WHAT TO PRODUCE - Write out every line of the entries below as a JSON list of strings, one string per line, skipping blank lines and leaving out the pictures.

GIVEN RECORDS -
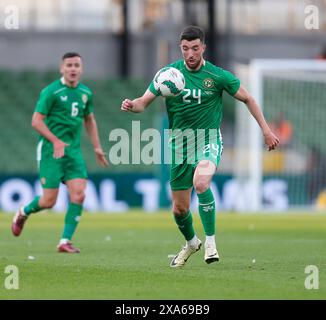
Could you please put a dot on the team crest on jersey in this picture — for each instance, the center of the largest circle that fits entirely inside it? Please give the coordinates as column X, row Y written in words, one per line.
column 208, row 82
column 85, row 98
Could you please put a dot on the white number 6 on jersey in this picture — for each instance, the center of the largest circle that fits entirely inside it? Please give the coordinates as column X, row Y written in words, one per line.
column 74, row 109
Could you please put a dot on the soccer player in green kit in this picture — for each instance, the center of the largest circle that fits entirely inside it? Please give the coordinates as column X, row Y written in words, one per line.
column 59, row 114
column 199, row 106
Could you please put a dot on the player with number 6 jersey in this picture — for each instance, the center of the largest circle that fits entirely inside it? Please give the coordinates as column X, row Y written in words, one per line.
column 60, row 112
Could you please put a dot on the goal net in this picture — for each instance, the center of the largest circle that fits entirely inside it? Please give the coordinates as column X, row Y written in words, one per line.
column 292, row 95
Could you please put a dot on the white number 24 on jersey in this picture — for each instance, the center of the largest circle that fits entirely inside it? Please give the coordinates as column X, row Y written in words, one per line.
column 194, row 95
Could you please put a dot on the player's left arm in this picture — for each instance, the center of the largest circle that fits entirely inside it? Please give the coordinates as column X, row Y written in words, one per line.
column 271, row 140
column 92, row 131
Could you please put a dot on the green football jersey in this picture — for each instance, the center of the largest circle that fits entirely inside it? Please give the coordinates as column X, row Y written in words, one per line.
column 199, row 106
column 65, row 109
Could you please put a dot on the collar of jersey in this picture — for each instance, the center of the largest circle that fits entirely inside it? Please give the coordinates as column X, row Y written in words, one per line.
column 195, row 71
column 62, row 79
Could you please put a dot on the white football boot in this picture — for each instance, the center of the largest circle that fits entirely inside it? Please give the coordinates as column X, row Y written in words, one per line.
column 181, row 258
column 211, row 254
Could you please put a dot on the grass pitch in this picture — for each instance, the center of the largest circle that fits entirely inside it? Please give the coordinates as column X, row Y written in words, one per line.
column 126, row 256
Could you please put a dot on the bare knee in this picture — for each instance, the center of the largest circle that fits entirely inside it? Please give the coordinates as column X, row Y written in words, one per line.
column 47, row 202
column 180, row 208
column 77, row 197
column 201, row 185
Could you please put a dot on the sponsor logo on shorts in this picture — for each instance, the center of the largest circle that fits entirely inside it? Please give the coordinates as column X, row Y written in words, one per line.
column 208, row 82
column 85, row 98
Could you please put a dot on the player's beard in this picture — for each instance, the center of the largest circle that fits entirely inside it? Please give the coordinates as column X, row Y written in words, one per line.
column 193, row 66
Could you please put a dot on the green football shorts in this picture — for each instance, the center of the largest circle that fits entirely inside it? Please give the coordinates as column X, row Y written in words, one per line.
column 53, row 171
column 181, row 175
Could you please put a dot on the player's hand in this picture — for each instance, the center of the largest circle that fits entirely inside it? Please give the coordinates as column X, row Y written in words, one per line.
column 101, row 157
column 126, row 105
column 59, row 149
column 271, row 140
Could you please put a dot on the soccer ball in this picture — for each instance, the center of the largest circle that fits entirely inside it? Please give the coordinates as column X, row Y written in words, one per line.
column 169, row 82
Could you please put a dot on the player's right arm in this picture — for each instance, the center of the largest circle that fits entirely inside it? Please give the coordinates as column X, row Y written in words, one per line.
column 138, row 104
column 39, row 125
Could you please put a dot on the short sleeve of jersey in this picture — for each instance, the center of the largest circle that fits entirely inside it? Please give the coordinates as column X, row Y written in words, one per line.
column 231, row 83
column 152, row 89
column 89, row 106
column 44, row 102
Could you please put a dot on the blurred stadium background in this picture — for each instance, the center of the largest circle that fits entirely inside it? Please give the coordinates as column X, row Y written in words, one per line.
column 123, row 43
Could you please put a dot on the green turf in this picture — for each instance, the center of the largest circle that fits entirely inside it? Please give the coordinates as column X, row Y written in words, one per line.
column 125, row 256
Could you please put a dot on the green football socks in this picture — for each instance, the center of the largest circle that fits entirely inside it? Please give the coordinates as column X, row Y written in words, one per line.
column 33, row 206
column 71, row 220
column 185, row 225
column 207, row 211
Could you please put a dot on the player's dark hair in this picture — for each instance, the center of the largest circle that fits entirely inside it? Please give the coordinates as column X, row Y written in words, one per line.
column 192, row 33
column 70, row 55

SOLUTION FOR THIS TASK -
[
  "Could you please put a dot on the team crest on jersey in this picture — for each instance, the center of the largest circle that fits entirely inside it? Please give the coordinates as column X, row Y written in words, one per line.",
  "column 208, row 82",
  "column 85, row 98",
  "Could you please put a dot on the white number 6 on jersey in this picture — for each instance, the center of the largest circle that fits entirely inside it? Please give the coordinates as column X, row Y written in words, one per line.",
  "column 74, row 109",
  "Could you please put a dot on the soccer player in green kit in this picture — for each instance, the center of the largest circle that fits entirely inside it? Please give the coordinates as column X, row Y written in words, one per line.",
  "column 59, row 114",
  "column 199, row 106",
  "Could you please put a dot on the player with number 6 jersey in this picture — for each instance, the center of the largest circle that fits entirely inside it? Please give the coordinates as column X, row Y written in words, one per line.",
  "column 60, row 112",
  "Could you please put a dot on the goal net in this picture — for each instance, the center of the largest circle that fits entirely inside it? Please give the coordinates as column X, row Y written in words, one per line.",
  "column 292, row 95",
  "Could you please put a dot on the white number 24 on jersey in this picture — for each instance, the center of the largest circle that fits entirely inside it? Please give the coordinates as column X, row Y written in words, one per line.",
  "column 194, row 95",
  "Could you please put a dot on the player's left arm in this picture — for each instance, the center of the largest circle that fits entirely inside it? Please give the coordinates as column X, row Y written in words, one per line.",
  "column 271, row 140",
  "column 92, row 131",
  "Could you please put a dot on the green football jersey in this picture — for each instance, the center of the largest circle that fits entirely inside it? Please give the coordinates as column X, row Y written in words, one per line.",
  "column 199, row 106",
  "column 65, row 109",
  "Could you please put a dot on the collar of jersey in this picture — for each instance, the center of the largest circle that fits entirely inside it? Please give the coordinates as column X, row Y written in words, one per line.",
  "column 195, row 71",
  "column 62, row 79",
  "Could you please put a dot on the white football boot in this picture — for each instance, the center of the largest circle that fits entirely inside it? Please give the coordinates as column X, row Y written in words, one per line.",
  "column 181, row 258",
  "column 211, row 254",
  "Could you please put a dot on the grass pitch in this picture — for each instance, the center of the largest circle that fits entirely inside it? Please give the coordinates as column X, row Y written in words, one per line.",
  "column 126, row 256",
  "Could you please put a dot on the bare knee in this picture — for each instance, the center of the largest circle that fits entirely inside it? Please give the coordinates as column X, row Y written in words, one per line.",
  "column 47, row 202",
  "column 180, row 208",
  "column 77, row 197",
  "column 201, row 185",
  "Could you please put a dot on the sponsor logo on shorts in this picture — for each instance, the center of the largest circle that fits entirely inside it? Please give the coordinates as column X, row Y written in words, one per line.",
  "column 208, row 82",
  "column 85, row 98",
  "Could you please put a dot on the player's beard in this picture — for each instance, the center of the largest circle that fits entirely inside it? Please give the coordinates as column X, row Y written in words, one per line.",
  "column 193, row 66",
  "Could you please put a dot on the green football shorts in this picture — for each instance, the center of the largest circle that fits entirely inside it? Please give the coordinates as column X, row Y written in words, one per line.",
  "column 53, row 171",
  "column 181, row 175",
  "Could you please put a dot on the player's hand in this picture — for each instance, the center of the largest circle that fits entirely inside it? Please give the coordinates as column X, row Y written in words, one per line.",
  "column 101, row 157",
  "column 126, row 105",
  "column 59, row 149",
  "column 271, row 140",
  "Could you please put a dot on the soccer ball in this picture — for each instance, the center of the largest circle that fits entirely inside it? Please give the coordinates as column X, row Y written in words, one per line.",
  "column 169, row 82",
  "Could you please put a dot on the player's right arm in this picture — for each instance, the center of the largest circle that fits entirely inside it? Please give the coordinates as column X, row Y written in words, one per line.",
  "column 138, row 104",
  "column 39, row 125",
  "Could you please put a dot on the short sleeve of jersey in this picture — for each instance, the center of the largest circle that fits entirely inside it? Please give the coordinates as column X, row Y written in words, one per line.",
  "column 231, row 83",
  "column 152, row 89",
  "column 89, row 106",
  "column 44, row 102",
  "Could you please put a dot on the blurred stadium background in this picture — for each instance, the center of the largest circle that fits entirely inside it? Please give the coordinates as column X, row Y written in words, one per line.",
  "column 123, row 43",
  "Could you please put a dot on the green turf in this picture — for each instance, the center of the largest circle that fits entirely inside it? Please give the coordinates as column X, row Y written in words, one per line.",
  "column 125, row 256",
  "Could you please put a dot on the green football socks in this picture — for each instance, the center of the largest circle that fits entirely inside it? Please give the coordinates as column X, row Y written in words, one per line.",
  "column 33, row 206",
  "column 71, row 220",
  "column 185, row 225",
  "column 207, row 211",
  "Could you please put a dot on the player's dark hair in this picture — for each instance, the center of the largest circle that fits entirely inside it? Please give the coordinates as column X, row Y written in words, one per line.",
  "column 192, row 33",
  "column 70, row 55"
]